*** DATASET EXTRACT

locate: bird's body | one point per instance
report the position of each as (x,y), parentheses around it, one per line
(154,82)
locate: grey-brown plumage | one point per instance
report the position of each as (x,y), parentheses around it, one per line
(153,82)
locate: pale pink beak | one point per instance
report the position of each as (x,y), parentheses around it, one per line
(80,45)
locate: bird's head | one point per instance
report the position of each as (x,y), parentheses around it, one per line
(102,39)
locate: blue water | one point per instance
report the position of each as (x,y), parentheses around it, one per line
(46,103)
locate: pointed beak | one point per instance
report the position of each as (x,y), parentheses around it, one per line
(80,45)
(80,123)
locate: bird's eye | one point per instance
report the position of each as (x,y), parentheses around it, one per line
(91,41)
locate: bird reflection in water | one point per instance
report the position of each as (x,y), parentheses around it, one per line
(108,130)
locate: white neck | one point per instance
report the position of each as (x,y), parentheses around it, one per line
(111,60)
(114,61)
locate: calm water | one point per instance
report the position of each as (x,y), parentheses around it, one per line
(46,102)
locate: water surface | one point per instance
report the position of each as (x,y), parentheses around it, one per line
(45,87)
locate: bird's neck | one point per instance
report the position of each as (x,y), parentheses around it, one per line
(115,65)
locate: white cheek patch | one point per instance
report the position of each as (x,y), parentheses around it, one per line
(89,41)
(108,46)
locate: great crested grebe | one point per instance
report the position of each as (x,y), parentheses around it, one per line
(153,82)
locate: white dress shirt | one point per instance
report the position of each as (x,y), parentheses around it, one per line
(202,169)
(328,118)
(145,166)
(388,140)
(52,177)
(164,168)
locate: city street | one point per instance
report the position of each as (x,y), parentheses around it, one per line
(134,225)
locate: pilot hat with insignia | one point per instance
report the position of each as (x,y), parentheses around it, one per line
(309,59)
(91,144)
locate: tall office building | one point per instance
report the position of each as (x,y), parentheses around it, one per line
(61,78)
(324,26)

******

## EXERCISE DETAILS
Copy the data above exactly. Every line must be included.

## OUTPUT FOR THIS TASK
locate: bird's body | one point per instance
report the position of each as (x,y), parentheses around it, one per line
(154,82)
locate: grey-brown plumage | one point per instance
report the position of each as (x,y), parentheses around it, one per line
(153,82)
locate: pale pink beak | one point per instance
report the position of each as (x,y), parentheses around it, one per line
(80,45)
locate: bird's head | one point per instance
report the position of each as (x,y), parentheses around it, one per line
(102,39)
locate: blue water | one point per instance
report the position of each as (x,y), parentheses around it, one per line
(46,103)
locate: pointed beak | one point per instance
report the position of each as (x,y), parentheses around it, one per line
(80,45)
(80,123)
locate: bird's eye | one point per instance
report the position of each as (x,y), parentheses around it, one per line
(91,41)
locate: bird reflection in water | one point per instance
report the position of each as (x,y), parentheses around it, one per line
(108,130)
locate: white neck | one point per instance
report the position of each as (x,y), parentheses around it, one per line
(111,60)
(114,61)
locate: calm water | one point per instance
report the position of each as (x,y), parentheses around it, one per line
(46,102)
locate: water surface | one point per instance
report the position of each as (x,y), parentheses around it, one per line
(45,87)
locate: bird's neck | one point per instance
report the position of each as (x,y), parentheses around it, one per line
(115,65)
locate: white cheek patch | one point per instance
report the position of each as (x,y), parentheses around it, one per line
(89,41)
(108,46)
locate: great crested grebe | one point per instance
report the position of each as (x,y), parentheses around it, one per line
(153,82)
locate: white dress shirt | one point per instance
report the position of each as (x,y), parentheses around it, one per line
(202,169)
(328,118)
(145,166)
(388,140)
(52,177)
(164,168)
locate: city street | one point per instance
report the position of each as (x,y), parentheses around it, one per line
(134,225)
locate: pilot hat with insignia | one point per instance
report the position of each as (x,y), parentheses around it, one per line
(309,59)
(91,144)
locate: tall office building | one point per instance
report the position of each as (x,y), parentheses around it, one per line
(61,78)
(324,26)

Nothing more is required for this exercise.